TRECHO DO DOCUMENTO:
A natureza opera segundo uma lei da generalidade. O maciço do Lubéron, que rodeia as cidadelas da Provence, região no sul da França, vai um dia se desintegrar em planícies de matéria orgânica indistinta.

O processo só se completará daqui a milênios, quando você não estiver mais aqui. Entre a vida e a morte, a natureza é regida por um modelo de perfeição. Assim também é a música do austríaco Wolfgang Amadeus Mozart, cuja gramática clássica oferece parâmetros para a sua escrita composicional.

A humanidade, porém, é imperfeita. Por mais que tenha se tentado impor uma lei geral da moralidade, o ser humano deixará sempre rastros de sua impureza por onde passar.

Em 1787, Mozart já compreendera tal ambivalência. Naquele ano, ele se uniu ao libretista italiano Lorenzo Da Ponte para compor a ópera “Dom Giovanni”, agora apresentada no Festival de Aix-en-Provence, uma das cidades vizinhas ao Lubéron.

TAREFA A: No trecho sobre a ópera “Dom Giovanni”, em que ano Mozart se uniu ao libretista Lorenzo Da Ponte?
TAREFA B: Dê continuidade ao trecho sobre a ópera “Dom Giovanni” a partir da última frase apresentada.
As linhas são um material à parte, sem relação com o trecho.

LINHAS EXTRAÍDAS:
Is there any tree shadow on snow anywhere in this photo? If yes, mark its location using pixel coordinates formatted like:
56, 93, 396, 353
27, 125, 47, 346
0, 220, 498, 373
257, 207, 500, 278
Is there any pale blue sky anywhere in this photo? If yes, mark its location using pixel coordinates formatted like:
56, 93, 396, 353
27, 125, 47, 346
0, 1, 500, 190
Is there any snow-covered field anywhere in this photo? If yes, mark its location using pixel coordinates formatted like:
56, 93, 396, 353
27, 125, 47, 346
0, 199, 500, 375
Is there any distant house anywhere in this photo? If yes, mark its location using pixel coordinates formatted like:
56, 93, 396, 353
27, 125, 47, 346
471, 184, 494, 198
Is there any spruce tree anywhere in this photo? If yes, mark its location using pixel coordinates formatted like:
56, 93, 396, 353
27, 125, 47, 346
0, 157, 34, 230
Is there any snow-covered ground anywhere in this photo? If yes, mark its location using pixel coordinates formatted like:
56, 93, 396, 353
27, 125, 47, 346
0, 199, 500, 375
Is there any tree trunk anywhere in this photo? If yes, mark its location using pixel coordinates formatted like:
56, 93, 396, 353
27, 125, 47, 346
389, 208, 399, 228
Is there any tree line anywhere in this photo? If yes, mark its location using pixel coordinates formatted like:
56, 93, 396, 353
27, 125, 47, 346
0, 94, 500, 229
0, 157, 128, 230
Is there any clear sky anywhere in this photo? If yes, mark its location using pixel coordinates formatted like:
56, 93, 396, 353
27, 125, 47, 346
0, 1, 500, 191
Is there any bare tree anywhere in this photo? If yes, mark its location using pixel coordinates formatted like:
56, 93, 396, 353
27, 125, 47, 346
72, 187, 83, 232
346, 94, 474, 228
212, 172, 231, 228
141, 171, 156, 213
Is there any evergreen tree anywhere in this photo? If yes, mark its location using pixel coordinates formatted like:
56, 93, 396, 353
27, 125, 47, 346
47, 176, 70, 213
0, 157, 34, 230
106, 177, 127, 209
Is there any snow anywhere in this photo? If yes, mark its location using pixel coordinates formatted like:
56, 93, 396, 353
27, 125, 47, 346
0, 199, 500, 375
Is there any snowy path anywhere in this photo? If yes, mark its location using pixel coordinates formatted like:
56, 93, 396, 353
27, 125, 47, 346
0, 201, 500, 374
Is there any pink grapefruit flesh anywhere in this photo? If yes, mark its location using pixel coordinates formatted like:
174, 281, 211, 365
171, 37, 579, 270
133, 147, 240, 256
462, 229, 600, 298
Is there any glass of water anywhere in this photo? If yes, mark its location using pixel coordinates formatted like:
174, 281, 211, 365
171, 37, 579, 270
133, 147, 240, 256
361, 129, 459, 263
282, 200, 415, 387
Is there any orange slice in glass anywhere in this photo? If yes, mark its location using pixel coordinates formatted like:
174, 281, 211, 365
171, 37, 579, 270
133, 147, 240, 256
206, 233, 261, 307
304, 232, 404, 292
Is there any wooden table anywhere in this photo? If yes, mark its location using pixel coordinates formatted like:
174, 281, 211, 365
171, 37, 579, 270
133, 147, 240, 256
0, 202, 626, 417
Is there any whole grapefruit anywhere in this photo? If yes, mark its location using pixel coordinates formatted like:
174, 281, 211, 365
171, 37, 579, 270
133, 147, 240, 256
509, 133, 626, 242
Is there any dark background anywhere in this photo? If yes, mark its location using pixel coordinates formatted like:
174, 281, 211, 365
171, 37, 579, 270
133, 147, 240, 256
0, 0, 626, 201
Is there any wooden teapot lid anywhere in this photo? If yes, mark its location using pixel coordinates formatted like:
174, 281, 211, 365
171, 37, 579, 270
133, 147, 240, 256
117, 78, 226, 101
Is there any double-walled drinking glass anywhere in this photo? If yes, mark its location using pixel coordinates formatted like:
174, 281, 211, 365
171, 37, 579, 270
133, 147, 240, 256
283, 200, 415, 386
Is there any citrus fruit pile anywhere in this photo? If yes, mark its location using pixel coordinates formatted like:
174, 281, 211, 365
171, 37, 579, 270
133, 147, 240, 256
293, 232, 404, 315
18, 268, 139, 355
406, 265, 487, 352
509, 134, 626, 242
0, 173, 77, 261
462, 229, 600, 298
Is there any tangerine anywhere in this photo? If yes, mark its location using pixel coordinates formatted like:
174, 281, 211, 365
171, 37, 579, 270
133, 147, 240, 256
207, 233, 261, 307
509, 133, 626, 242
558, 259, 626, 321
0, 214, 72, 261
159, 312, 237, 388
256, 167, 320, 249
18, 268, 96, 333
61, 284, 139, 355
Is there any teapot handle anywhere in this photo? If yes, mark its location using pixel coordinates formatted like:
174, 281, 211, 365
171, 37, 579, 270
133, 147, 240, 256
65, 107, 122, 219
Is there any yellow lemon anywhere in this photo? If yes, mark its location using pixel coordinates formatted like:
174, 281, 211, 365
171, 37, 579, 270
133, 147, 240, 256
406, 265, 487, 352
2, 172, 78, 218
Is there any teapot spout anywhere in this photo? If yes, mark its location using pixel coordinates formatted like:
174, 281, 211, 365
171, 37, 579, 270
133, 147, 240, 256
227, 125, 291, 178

RESPOSTA ESCRITA A: Em 1787.

RESPOSTA ESCRITA B:
A perfeição do período clássico está ali diante de um libreto, alicerçado na figura de um dissoluto punido, como diz a introdução do título da ópera, sempre esquecida nos cartazes. Dom Giovanni é, afinal, Dom Juan, figura arquetípica da literatura europeia, que apareceu, cem anos antes da ópera, numa peça do espanhol Tirso de Molina.

Ele é um homem libertino, de insaciável pulsão sexual, que seduz todas as mulheres e não se incomoda em usar a força a fim de consumar o seu desejo. Para contar sua história, a dupla Mozart e Da Ponte criou um “dramma giocoso”, uma mistura de drama e comédia.

A atual montagem é concebida por dois britânicos: Robert Icke, prodígio do teatro do Reino Unido, estreia na ópera com a regência de Simon Rattle, o maestro oficial da realeza. Ambos têm acertos evidentes.

Em primeiro lugar, Icke não quis mudar quem é Dom Giovanni. Não pintou o protagonista como um machista tóxico para ensinar valores ao público, mas tampouco minimizou a perversidade dele.

O Dom Giovanni de Icke não é superficial. Ao contrário, o diretor vê nele um pedófilo e chega a criar uma cena em que o personagem acaricia os cabelos de uma menina, com sugestões eróticas.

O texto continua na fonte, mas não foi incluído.